## INSTRUCTIONS TO FOLLOW
Rewrite all the entries below, switching "ski pole" to "trekking pole" wherever it appears and leaving everything else unchanged.

## PROVIDED DATA
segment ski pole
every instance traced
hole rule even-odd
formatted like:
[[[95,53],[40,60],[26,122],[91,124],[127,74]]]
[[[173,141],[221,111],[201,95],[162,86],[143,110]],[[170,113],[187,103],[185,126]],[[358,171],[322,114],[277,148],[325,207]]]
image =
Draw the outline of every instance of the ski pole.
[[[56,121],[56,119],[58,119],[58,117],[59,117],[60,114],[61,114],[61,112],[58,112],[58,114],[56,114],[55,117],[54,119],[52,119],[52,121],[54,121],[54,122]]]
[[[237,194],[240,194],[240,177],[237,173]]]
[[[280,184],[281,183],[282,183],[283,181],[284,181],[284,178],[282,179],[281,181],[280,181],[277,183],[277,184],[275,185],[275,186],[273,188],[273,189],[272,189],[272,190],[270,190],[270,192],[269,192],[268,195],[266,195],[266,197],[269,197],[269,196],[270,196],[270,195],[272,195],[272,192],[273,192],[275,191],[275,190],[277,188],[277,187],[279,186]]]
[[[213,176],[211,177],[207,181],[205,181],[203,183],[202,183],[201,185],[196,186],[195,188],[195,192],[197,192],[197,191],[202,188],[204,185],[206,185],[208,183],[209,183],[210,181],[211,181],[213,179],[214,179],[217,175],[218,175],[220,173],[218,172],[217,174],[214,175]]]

## THE OUTPUT
segment trekking pole
every instance traced
hole rule even-odd
formatted like:
[[[95,53],[40,60],[26,122],[91,124],[127,74]]]
[[[173,141],[221,111],[201,95],[162,86],[143,110]],[[170,113],[187,103],[185,126]],[[358,171],[322,114],[277,148],[325,207]]]
image =
Draw the outline of every instance of the trekking pole.
[[[56,121],[56,119],[58,119],[58,117],[59,117],[60,114],[61,114],[61,112],[58,112],[58,114],[56,114],[55,117],[54,119],[52,119],[52,121],[54,121],[54,122]]]
[[[237,194],[240,194],[240,177],[237,173]]]
[[[280,184],[281,183],[282,183],[283,181],[284,181],[284,178],[282,179],[281,181],[280,181],[277,183],[277,184],[275,185],[275,186],[273,188],[273,189],[272,189],[272,190],[270,190],[270,192],[269,192],[268,195],[266,195],[266,197],[269,197],[269,196],[270,196],[270,195],[272,195],[272,192],[273,192],[275,191],[275,190],[277,188],[277,187],[279,186]]]
[[[213,176],[211,177],[207,181],[205,181],[203,183],[202,183],[201,185],[196,186],[195,188],[195,192],[197,192],[197,191],[202,188],[204,185],[206,185],[208,183],[209,183],[210,181],[211,181],[213,179],[214,179],[217,175],[218,175],[220,173],[218,172],[217,174],[214,175]]]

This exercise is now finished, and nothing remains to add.